→ **Aim of the exercise**: Begin at the line containing "Target: kneeling firefighter" in the entries below and end at the line containing "# test: mark the statue's hand, one"; transcribe that range exactly and nothing outside it.

Top of Dataset

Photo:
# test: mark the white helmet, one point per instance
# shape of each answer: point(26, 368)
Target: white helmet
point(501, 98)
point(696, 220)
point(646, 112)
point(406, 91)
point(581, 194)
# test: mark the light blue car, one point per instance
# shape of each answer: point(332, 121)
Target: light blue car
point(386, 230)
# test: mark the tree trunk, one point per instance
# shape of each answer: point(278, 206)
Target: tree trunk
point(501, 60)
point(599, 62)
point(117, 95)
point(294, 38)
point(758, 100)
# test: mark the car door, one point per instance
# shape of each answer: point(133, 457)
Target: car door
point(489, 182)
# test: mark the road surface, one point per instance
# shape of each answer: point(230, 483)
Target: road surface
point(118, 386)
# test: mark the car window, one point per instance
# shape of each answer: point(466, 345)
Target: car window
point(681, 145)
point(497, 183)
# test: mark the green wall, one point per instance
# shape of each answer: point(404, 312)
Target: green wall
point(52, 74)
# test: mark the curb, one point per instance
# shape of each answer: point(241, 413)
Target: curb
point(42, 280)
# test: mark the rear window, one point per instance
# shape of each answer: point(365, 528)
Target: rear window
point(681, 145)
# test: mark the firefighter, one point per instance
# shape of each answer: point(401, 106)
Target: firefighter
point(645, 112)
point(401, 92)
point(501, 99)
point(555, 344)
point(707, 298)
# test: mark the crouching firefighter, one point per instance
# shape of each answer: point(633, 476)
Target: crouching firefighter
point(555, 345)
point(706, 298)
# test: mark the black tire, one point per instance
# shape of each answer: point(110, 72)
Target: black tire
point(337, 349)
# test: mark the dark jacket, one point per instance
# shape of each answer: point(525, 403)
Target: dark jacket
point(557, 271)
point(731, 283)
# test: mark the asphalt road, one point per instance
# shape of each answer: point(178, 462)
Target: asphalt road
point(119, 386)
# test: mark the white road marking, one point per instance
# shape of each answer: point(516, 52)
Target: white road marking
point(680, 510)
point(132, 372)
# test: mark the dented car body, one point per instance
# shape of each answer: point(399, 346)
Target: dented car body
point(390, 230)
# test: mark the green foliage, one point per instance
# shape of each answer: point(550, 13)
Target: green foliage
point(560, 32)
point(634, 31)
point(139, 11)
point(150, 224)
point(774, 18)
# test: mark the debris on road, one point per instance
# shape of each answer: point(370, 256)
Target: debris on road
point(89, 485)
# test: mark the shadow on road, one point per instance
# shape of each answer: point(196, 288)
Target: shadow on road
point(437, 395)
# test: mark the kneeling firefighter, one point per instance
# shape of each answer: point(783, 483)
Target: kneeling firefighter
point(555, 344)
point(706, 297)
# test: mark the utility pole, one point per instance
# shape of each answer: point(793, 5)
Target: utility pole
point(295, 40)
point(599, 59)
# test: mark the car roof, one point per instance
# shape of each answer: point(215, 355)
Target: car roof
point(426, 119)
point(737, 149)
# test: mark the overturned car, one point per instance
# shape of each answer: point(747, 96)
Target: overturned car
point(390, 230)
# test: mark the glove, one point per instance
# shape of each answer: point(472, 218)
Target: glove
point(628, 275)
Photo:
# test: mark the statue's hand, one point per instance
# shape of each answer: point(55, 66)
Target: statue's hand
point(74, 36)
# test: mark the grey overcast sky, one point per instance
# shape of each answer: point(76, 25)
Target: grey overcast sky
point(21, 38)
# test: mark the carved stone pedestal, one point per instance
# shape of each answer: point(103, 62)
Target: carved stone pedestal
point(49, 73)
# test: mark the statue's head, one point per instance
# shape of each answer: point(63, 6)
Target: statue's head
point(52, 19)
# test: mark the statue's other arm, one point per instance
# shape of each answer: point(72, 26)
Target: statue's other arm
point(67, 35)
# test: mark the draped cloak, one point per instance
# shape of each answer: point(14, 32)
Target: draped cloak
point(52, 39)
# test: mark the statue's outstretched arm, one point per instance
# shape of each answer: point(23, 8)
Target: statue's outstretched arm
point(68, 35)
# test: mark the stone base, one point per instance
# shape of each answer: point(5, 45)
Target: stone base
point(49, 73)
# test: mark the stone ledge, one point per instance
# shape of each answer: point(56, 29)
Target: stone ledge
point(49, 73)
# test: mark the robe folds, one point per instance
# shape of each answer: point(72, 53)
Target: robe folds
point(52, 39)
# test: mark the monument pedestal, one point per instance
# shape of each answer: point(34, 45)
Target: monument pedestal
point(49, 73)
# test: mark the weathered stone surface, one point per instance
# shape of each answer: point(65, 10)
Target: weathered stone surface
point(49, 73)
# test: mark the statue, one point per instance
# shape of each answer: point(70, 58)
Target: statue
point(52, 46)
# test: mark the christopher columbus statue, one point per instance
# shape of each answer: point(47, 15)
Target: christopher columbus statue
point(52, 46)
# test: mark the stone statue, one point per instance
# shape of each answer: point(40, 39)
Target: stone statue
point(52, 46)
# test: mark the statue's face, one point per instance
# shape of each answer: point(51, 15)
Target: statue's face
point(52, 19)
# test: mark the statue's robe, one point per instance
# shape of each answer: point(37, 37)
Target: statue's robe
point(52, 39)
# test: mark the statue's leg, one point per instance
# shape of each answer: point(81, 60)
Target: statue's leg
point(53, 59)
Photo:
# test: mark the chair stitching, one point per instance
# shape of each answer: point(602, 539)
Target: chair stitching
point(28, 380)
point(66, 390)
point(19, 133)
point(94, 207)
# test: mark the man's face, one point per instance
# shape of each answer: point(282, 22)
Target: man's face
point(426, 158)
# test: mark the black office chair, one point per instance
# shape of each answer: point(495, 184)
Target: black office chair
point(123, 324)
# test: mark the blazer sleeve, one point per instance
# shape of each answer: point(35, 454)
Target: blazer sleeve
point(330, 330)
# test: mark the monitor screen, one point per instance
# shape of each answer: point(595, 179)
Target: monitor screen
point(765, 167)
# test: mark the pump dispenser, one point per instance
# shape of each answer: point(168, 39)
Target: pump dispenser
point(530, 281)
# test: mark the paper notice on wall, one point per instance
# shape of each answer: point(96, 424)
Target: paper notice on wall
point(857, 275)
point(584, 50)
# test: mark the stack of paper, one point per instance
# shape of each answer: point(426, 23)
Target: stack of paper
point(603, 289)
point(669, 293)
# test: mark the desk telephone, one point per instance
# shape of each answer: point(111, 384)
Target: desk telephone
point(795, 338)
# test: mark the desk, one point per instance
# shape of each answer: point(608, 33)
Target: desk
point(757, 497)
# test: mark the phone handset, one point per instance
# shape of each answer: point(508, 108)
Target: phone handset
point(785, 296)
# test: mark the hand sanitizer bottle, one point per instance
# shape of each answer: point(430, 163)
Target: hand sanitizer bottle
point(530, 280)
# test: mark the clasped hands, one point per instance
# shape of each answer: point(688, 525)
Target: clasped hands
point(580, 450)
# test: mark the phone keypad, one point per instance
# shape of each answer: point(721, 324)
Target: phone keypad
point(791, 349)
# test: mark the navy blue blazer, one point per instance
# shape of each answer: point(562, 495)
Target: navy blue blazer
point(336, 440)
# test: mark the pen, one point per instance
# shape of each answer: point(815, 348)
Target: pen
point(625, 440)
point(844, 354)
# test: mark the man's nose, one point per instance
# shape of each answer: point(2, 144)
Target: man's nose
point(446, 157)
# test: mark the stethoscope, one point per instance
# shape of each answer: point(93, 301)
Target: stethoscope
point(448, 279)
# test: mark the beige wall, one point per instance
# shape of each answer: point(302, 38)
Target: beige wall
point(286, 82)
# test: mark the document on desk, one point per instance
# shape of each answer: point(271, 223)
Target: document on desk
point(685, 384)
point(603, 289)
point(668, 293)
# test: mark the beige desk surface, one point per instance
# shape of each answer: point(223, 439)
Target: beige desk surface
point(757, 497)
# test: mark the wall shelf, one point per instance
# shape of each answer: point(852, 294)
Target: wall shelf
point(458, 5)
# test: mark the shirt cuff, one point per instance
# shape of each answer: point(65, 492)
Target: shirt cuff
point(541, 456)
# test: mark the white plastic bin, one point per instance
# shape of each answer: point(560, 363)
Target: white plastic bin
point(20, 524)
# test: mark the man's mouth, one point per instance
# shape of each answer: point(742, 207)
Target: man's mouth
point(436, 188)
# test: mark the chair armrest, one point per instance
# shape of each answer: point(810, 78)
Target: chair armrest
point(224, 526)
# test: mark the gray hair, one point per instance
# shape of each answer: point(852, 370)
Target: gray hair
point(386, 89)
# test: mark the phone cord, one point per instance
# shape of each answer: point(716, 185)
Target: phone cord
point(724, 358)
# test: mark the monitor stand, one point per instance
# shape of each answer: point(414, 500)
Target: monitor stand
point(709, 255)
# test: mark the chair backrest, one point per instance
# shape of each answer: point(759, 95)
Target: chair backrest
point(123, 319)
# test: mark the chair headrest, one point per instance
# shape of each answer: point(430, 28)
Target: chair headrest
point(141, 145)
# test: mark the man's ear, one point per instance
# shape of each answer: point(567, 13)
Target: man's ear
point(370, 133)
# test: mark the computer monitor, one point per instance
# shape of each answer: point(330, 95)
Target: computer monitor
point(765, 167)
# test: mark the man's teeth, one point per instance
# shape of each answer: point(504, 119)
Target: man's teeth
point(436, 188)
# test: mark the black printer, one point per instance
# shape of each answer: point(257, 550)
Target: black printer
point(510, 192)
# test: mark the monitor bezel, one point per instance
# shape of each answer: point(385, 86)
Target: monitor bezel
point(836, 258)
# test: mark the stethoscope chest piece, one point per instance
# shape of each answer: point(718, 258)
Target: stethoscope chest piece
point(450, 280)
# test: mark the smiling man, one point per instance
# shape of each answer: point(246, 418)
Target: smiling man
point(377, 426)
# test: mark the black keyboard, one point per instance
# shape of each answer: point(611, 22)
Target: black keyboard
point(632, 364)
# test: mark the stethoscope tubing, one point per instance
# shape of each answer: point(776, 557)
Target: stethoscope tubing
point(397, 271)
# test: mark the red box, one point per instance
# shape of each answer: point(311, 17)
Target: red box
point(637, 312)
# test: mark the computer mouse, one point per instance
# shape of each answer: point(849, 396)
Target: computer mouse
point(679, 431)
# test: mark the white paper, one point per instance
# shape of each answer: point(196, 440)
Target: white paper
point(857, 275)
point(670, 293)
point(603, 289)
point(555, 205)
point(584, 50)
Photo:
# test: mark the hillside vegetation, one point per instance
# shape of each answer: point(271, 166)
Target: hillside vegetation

Bottom of Dataset

→ **Solution to the problem**:
Target: kneeling firefighter
point(555, 344)
point(706, 297)
# test: mark the utility pole, one point per instance
# shape of each answer: point(793, 5)
Target: utility pole
point(295, 40)
point(599, 59)
# test: mark the car roof, one point per instance
# shape of each answer: point(215, 355)
Target: car roof
point(426, 119)
point(737, 149)
# test: mark the overturned car, one point per instance
# shape of each answer: point(747, 96)
Target: overturned car
point(390, 230)
# test: mark the glove, one point per instance
# shape of each answer: point(472, 218)
Target: glove
point(628, 275)
Photo:
# test: mark the statue's hand, one point per instance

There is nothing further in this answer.